Goal 1 »
Output the records as a JSON list of strings, one string per line and no blank lines. Start at the first line of the records and end at the line containing "# no xmlns attribute".

==============================

STAFF SELECTION COMMISSION AND ANR ….Appellants
Through: Ms. Pratima N. Lakra, CGSC with Mr. Chandan Prajapati and Mr. Ashesh Chaudhary, Advs.

versus

SHUBHAM PAL ANR ORS …..Respondents
Through: Mr. Ankur Chhibber, Adv.

CORAM:
HON’BLE MR. JUSTICE C. HARI SHANKAR
HON’BLE DR. JUSTICE SUDHIR KUMAR JAIN
JUDGEMENT (ORAL)
% 07.10.2024

C.HARI SHANKAR, J.

1. This Letters Patent Appeal at the instance of the Staff Selection Commission1 assails the judgment dated 16 February 2024, passed by a learned Single Judge in WP (C) 16593/20232.

2. The facts of the case are set out in sufficient detail in the judgment of the learned Single Judge and, for the limited purposes of the present appeal, it is not necessary to advert to all of them. Suffice it to state that the dispute relates to the Combined Graduate Level Examination3 Tier-II, 2023 conducted by the SSC for recruitment to various civil posts under the Union. The respondents assailed the correctness of the answers provided in the final Answer Key released by the SSC in respect of the CGLE. According to the respondents, the Answers provided in the final Answer Key to Question IDs 264330172912, 264330164754, 264330162641, 264330164417, 264330172352, 264330173697 and 264330171997 were incorrect. It was submitted that, if the suggested answers in the final Answer Key were corrected as sought by the respondents, it would result in the respondents obtaining as many as 21 additional marks, which would radically alter their result in the CGLE.

3. The learned Single Judge rejected the challenge laid by the respondents, save and except in respect of Question ID 264330171997. In other words, of the seven questions, forming subject matter of challenge in the writ petition, the challenge succeeded in respect of one question alone and failed in respect of the remaining six questions.

4. At this juncture, we deem it necessary to note that, in our view the respondents were not entitled to have instituted the writ petition before this Court at all, in view of the judgment of 7 Hon’ble Judges of the Supreme Court in L. Chandra Kumar v UOI4. In the said decision, the Supreme Court has held, with no equivocation whatsoever, that matters which fall within the jurisdiction of the Central Administrative Tribunal5, as delineated in Section 146 of the Administrative Tribunals Act, 19857 have necessarily to be instituted before the learned Tribunal alone and that the High Court cannot entertain such challenges as a court of first instance. Section 14 of the AT Act includes, within its ambit, all disputes relating to recruitment and matters concerning recruitment, to civil posts under the Union. “Recruitment” includes all stages from the point of issuance of advertisement till actual selection of the candidates. It is obvious, therefore, that the challenge laid by the respondents relates to matters concerning recruitment to civil posts under the Union and is, therefore, amenable to adjudication by the learned Tribunal in terms of Section 14 of the AT Act. Ergo, by application of the law laid down in L. Chandra Kumar, this Court would not have the jurisdiction to entertain the petition.

==============================

Goal 2 »
Does each statement agree with the court judgment? Answer yes or no, and quote the deciding words. (a) The respondents' challenge covered seven questions. (b) The Single Judge accepted the respondents' challenge on every question. (c) L. Chandra Kumar was decided by a bench of five Supreme Court judges.

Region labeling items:
==============================

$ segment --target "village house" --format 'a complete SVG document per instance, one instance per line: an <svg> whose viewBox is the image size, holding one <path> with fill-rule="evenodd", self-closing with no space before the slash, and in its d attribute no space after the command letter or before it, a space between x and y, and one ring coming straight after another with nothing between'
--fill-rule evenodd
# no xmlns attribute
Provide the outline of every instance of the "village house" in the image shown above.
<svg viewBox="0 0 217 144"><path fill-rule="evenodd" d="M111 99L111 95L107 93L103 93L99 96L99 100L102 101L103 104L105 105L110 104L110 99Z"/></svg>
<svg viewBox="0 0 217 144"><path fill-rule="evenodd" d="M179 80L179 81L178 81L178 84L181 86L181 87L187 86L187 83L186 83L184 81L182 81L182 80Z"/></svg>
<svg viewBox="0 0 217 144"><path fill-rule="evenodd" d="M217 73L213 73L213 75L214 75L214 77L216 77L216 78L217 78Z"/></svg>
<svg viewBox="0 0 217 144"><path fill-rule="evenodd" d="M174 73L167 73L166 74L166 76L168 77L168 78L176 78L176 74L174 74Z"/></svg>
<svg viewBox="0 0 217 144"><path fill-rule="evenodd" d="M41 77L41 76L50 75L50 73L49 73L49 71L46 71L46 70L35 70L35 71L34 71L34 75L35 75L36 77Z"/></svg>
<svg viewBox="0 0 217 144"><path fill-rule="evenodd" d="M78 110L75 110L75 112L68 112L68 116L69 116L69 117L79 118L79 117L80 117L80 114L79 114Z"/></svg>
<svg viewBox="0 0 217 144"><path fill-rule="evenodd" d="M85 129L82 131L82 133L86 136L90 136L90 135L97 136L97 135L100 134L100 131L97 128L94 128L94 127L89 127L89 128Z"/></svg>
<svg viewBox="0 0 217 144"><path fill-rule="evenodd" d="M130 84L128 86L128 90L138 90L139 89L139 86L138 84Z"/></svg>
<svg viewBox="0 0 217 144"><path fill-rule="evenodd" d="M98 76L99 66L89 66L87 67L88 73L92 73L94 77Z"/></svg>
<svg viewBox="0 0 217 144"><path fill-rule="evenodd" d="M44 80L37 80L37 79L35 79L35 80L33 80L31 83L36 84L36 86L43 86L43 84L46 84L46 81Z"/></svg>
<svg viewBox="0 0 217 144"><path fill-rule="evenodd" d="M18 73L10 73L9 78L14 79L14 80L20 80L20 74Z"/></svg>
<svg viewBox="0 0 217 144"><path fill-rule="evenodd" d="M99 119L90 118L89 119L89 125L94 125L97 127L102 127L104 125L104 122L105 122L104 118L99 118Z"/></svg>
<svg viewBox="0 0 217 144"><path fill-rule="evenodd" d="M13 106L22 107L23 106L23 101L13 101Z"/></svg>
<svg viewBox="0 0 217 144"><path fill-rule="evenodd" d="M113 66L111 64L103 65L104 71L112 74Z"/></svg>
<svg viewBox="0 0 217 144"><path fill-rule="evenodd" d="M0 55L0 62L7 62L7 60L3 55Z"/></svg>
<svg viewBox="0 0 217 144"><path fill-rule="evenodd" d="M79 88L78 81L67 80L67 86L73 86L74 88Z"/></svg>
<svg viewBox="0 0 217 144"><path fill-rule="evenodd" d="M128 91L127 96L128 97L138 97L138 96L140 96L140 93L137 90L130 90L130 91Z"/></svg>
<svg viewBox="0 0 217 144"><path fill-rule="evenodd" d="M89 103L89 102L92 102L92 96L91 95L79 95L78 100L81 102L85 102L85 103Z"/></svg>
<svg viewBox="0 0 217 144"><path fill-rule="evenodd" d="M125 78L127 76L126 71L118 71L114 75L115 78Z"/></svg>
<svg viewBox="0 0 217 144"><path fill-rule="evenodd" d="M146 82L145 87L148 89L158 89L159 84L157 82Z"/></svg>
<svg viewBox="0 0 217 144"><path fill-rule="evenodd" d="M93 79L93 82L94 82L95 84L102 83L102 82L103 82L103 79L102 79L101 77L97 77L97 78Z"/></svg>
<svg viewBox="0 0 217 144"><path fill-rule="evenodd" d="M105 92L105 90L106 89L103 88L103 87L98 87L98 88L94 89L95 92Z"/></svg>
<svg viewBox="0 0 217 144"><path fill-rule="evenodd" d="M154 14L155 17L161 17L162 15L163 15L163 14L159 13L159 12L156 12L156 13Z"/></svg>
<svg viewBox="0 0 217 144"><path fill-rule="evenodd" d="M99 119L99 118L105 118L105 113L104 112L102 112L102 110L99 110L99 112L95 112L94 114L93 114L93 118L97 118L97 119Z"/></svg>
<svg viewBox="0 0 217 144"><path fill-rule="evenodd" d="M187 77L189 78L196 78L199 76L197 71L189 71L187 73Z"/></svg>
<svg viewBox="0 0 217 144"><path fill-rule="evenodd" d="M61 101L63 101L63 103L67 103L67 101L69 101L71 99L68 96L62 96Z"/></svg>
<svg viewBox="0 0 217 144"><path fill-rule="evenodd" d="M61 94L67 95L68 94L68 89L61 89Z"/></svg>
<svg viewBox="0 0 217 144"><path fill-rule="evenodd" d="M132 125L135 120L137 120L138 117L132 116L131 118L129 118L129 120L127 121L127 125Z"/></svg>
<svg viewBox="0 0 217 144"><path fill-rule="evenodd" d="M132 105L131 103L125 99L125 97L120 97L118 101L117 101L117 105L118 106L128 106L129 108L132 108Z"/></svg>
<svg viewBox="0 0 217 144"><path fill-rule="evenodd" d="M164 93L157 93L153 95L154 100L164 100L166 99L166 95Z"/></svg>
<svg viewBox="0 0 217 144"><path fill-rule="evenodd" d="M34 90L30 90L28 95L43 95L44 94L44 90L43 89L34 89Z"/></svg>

==============================

Worked solution 1 »
[
  "$ segment --target \"village house\" --format 'a complete SVG document per instance, one instance per line: an <svg> whose viewBox is the image size, holding one <path> with fill-rule=\"evenodd\", self-closing with no space before the slash, and in its d attribute no space after the command letter or before it, a space between x and y, and one ring coming straight after another with nothing between'",
  "--fill-rule evenodd",
  "# no xmlns attribute"
]

Worked solution 2 »
(a) Yes: "of the seven questions, forming subject matter of challenge in the writ petition"
(b) No: "the challenge succeeded in respect of one question alone and failed in respect of the remaining six questions"
(c) No: "the judgment of 7 Hon’ble Judges of the Supreme Court"